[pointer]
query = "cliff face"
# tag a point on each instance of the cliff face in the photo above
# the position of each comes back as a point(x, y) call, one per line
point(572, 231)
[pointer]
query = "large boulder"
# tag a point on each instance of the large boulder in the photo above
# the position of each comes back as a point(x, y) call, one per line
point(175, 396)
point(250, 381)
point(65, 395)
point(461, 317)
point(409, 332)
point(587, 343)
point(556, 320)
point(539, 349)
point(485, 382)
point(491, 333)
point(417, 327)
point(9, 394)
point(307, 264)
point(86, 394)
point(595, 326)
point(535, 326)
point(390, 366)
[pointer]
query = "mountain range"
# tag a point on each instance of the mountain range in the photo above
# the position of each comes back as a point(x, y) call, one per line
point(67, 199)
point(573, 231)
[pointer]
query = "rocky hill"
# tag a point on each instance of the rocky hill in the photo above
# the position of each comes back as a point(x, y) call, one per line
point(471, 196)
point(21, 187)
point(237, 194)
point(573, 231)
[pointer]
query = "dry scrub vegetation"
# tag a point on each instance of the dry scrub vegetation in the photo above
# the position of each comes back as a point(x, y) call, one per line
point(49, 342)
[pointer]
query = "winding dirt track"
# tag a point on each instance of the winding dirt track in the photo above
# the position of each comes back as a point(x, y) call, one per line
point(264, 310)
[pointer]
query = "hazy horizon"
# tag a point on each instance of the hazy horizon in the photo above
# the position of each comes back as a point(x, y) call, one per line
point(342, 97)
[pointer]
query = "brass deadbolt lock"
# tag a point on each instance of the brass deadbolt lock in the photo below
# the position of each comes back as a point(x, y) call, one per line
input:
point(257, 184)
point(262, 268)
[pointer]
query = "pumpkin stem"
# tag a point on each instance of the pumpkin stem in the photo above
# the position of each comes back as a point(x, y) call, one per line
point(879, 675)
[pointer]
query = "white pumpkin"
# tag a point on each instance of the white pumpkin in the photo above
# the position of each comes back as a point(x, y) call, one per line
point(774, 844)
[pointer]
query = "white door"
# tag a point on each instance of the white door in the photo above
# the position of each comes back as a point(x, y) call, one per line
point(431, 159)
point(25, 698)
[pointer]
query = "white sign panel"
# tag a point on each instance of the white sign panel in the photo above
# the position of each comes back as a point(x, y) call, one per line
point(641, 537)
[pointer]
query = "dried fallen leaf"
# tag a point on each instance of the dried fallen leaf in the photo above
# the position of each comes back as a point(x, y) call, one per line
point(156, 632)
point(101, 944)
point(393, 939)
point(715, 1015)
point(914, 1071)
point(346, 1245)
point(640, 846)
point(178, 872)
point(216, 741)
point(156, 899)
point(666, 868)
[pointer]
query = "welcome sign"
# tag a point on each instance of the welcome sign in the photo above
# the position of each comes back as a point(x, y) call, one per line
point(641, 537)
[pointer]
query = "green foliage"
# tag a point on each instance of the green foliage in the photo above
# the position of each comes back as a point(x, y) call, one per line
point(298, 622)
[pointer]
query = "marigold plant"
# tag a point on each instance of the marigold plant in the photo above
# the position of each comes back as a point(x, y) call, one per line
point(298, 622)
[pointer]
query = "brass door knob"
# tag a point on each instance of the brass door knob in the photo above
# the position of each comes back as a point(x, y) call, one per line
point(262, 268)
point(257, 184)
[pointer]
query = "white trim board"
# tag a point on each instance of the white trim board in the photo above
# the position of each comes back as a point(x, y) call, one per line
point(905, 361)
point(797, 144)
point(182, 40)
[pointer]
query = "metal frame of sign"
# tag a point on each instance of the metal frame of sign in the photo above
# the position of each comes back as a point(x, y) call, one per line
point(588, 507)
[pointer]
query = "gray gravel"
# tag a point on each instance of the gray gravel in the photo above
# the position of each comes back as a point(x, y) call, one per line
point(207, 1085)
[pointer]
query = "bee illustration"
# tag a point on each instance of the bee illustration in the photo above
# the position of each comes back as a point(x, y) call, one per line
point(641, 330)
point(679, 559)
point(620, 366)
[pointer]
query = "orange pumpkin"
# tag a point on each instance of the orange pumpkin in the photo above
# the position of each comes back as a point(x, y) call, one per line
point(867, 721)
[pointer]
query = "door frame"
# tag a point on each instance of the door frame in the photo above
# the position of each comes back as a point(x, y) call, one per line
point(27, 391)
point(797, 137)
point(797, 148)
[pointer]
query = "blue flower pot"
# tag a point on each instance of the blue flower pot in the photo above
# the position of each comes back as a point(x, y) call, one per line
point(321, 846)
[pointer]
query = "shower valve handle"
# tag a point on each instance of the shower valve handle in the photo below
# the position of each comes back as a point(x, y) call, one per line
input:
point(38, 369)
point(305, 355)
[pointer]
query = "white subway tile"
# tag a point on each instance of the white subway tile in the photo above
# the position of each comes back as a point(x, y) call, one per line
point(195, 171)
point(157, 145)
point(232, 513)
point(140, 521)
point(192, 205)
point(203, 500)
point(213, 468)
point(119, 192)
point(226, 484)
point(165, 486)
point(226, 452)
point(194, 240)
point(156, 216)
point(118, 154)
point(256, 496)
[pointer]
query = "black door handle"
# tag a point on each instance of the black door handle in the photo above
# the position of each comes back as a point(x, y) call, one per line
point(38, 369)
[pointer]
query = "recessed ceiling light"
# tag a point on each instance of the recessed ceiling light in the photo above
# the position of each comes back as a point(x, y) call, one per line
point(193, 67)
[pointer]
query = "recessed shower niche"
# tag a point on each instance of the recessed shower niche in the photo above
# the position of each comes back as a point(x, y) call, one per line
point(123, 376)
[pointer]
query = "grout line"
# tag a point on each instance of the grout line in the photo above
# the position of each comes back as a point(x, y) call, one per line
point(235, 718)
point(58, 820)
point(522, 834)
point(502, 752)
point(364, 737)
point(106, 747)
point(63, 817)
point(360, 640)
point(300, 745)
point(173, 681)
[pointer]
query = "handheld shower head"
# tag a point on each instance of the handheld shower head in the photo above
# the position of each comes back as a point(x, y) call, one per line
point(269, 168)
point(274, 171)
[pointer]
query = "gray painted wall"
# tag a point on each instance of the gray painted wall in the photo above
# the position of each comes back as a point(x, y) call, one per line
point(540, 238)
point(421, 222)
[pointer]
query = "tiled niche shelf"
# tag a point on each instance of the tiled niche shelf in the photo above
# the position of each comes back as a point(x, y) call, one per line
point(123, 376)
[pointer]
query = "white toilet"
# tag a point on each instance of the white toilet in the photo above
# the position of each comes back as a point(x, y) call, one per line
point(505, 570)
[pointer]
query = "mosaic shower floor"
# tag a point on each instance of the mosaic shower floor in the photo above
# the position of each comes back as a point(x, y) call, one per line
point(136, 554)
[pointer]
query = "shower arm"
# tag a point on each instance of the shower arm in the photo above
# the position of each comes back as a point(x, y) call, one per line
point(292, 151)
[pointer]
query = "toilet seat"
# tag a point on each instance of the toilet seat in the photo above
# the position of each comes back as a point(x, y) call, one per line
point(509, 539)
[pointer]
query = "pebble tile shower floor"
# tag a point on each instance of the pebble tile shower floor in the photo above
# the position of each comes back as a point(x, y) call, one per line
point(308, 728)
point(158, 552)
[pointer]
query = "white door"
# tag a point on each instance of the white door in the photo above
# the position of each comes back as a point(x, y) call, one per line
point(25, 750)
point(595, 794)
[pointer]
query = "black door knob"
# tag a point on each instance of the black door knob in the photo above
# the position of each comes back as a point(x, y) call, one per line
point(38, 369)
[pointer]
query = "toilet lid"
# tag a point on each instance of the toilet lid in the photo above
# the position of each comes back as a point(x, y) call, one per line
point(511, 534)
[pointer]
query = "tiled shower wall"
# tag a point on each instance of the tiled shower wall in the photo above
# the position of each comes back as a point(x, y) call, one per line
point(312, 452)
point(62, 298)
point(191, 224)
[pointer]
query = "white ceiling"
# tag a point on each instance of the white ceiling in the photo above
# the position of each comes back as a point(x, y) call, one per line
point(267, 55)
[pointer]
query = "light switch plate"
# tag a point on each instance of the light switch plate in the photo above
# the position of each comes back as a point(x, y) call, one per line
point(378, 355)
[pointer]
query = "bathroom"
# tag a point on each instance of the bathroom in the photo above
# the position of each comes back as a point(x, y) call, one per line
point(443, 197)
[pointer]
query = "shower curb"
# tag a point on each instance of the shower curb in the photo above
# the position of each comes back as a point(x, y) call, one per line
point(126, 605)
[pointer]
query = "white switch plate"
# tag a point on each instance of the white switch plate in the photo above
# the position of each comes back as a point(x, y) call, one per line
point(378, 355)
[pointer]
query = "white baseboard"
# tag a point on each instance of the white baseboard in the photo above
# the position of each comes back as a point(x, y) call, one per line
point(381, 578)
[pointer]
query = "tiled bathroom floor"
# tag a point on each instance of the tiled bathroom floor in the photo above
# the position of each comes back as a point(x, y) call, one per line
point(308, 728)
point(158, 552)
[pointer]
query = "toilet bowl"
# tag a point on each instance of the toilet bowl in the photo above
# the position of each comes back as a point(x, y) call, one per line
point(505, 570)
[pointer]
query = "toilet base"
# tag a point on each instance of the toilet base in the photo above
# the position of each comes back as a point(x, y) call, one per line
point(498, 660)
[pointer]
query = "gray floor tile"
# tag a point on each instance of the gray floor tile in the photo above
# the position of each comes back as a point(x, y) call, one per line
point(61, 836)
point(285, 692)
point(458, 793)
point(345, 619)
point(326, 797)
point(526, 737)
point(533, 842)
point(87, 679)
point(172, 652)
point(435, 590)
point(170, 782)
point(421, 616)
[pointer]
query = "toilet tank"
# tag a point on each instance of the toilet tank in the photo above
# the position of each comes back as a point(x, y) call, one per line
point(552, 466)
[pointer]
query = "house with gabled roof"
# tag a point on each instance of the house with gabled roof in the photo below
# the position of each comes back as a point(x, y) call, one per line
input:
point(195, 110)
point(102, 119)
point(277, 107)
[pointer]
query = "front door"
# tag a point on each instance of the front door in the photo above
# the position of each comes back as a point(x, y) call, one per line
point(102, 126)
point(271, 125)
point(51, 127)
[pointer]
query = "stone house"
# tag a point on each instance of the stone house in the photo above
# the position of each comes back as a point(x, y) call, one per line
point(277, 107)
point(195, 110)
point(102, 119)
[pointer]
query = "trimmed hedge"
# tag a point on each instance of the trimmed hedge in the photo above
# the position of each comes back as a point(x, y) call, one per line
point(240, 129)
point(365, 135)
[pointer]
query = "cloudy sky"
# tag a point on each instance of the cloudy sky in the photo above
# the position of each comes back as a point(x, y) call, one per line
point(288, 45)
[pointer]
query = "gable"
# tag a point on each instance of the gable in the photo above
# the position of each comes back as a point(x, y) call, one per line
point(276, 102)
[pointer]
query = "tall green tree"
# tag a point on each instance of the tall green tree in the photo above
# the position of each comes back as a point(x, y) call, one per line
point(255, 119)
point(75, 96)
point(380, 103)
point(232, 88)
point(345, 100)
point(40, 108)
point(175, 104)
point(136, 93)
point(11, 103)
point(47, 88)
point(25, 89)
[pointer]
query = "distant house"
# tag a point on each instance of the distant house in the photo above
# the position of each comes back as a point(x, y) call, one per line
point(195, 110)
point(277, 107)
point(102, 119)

......

Instruction
Please report how many of the lines above contain the string "track", counting case as significant, and give only the number.

Exercise solution
2